▶ [DIRECTIONS FOR THIS TASK]: Please count the lines in the records below that contain the string "blue", matching case exactly, and reply with the number only.

-- Start PROVIDED RECORDS --

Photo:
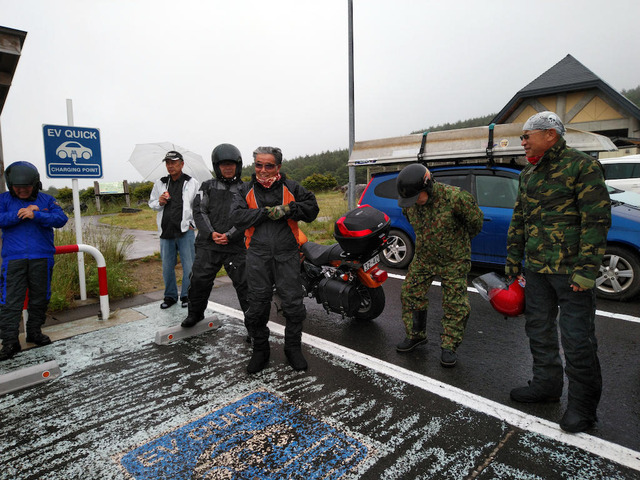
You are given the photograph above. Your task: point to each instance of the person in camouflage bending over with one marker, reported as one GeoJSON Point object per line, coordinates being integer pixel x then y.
{"type": "Point", "coordinates": [559, 227]}
{"type": "Point", "coordinates": [445, 219]}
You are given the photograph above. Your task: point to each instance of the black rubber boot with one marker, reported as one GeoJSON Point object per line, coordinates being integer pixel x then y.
{"type": "Point", "coordinates": [293, 345]}
{"type": "Point", "coordinates": [38, 338]}
{"type": "Point", "coordinates": [259, 359]}
{"type": "Point", "coordinates": [9, 350]}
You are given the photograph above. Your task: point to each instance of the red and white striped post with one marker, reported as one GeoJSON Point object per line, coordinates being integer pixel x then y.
{"type": "Point", "coordinates": [102, 272]}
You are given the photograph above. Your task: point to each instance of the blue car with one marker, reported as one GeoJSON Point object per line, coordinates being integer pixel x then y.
{"type": "Point", "coordinates": [495, 188]}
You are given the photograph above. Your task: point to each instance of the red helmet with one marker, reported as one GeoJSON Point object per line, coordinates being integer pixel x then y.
{"type": "Point", "coordinates": [506, 298]}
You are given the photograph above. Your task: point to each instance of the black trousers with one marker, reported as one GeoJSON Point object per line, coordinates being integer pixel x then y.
{"type": "Point", "coordinates": [206, 266]}
{"type": "Point", "coordinates": [264, 271]}
{"type": "Point", "coordinates": [16, 276]}
{"type": "Point", "coordinates": [546, 296]}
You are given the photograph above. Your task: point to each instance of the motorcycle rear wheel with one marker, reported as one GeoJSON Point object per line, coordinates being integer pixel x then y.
{"type": "Point", "coordinates": [372, 303]}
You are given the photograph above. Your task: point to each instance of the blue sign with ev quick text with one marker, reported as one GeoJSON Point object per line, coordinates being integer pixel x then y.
{"type": "Point", "coordinates": [72, 152]}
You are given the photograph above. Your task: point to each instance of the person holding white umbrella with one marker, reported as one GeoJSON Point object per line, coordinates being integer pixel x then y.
{"type": "Point", "coordinates": [172, 197]}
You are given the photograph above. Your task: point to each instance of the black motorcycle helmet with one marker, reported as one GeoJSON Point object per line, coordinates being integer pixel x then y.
{"type": "Point", "coordinates": [225, 152]}
{"type": "Point", "coordinates": [410, 182]}
{"type": "Point", "coordinates": [23, 173]}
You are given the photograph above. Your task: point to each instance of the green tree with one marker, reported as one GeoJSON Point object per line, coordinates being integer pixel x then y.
{"type": "Point", "coordinates": [319, 183]}
{"type": "Point", "coordinates": [142, 192]}
{"type": "Point", "coordinates": [65, 196]}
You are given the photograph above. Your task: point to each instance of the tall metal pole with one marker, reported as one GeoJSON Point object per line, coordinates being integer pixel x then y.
{"type": "Point", "coordinates": [352, 121]}
{"type": "Point", "coordinates": [77, 217]}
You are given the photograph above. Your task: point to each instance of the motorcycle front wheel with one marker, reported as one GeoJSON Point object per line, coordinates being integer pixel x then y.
{"type": "Point", "coordinates": [371, 304]}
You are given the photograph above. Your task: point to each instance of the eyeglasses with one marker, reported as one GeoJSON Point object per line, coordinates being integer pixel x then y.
{"type": "Point", "coordinates": [266, 166]}
{"type": "Point", "coordinates": [527, 135]}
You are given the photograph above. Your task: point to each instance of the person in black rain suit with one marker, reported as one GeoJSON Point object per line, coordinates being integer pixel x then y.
{"type": "Point", "coordinates": [269, 207]}
{"type": "Point", "coordinates": [218, 242]}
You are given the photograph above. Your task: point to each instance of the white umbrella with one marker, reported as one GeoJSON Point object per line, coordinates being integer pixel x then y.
{"type": "Point", "coordinates": [147, 159]}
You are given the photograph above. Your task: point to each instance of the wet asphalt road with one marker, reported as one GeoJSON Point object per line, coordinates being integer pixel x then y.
{"type": "Point", "coordinates": [494, 356]}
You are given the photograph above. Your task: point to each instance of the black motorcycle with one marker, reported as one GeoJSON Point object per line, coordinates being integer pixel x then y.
{"type": "Point", "coordinates": [344, 277]}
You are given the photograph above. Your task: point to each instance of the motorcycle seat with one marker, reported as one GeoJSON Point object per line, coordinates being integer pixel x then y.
{"type": "Point", "coordinates": [322, 254]}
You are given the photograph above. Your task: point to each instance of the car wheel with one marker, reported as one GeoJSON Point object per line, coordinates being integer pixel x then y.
{"type": "Point", "coordinates": [619, 277]}
{"type": "Point", "coordinates": [400, 253]}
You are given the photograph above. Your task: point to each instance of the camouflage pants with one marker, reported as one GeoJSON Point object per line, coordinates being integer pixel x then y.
{"type": "Point", "coordinates": [455, 304]}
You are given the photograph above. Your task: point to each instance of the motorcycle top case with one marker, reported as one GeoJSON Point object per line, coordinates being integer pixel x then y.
{"type": "Point", "coordinates": [362, 229]}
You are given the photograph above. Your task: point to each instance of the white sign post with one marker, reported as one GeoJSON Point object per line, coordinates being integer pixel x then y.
{"type": "Point", "coordinates": [73, 152]}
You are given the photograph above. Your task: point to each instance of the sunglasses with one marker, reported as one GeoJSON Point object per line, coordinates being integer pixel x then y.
{"type": "Point", "coordinates": [266, 166]}
{"type": "Point", "coordinates": [527, 135]}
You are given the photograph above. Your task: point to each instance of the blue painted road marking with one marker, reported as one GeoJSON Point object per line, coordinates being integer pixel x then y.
{"type": "Point", "coordinates": [259, 436]}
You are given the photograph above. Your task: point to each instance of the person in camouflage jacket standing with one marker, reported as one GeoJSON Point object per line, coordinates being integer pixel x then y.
{"type": "Point", "coordinates": [559, 227]}
{"type": "Point", "coordinates": [445, 219]}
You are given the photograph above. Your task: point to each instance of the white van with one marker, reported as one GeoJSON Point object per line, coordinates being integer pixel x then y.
{"type": "Point", "coordinates": [622, 172]}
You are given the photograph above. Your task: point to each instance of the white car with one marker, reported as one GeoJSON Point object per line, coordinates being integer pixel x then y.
{"type": "Point", "coordinates": [73, 150]}
{"type": "Point", "coordinates": [622, 172]}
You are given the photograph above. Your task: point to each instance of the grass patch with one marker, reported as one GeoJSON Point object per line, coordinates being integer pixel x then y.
{"type": "Point", "coordinates": [332, 205]}
{"type": "Point", "coordinates": [145, 219]}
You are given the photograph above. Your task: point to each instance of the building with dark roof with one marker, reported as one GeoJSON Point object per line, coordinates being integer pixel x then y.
{"type": "Point", "coordinates": [581, 99]}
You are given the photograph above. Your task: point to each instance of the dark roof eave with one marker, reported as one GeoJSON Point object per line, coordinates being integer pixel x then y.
{"type": "Point", "coordinates": [523, 94]}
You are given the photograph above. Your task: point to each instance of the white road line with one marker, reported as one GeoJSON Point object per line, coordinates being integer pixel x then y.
{"type": "Point", "coordinates": [601, 313]}
{"type": "Point", "coordinates": [611, 451]}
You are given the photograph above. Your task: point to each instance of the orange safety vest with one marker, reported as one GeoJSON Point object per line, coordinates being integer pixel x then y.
{"type": "Point", "coordinates": [287, 197]}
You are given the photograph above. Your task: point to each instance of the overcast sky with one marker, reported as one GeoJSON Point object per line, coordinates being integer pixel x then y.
{"type": "Point", "coordinates": [257, 72]}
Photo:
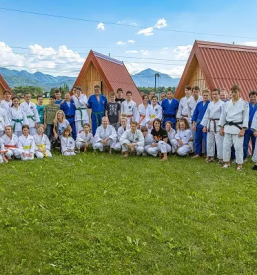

-- End PROVIDED RECORDS --

▶ [WRITTEN RESPONSE]: 3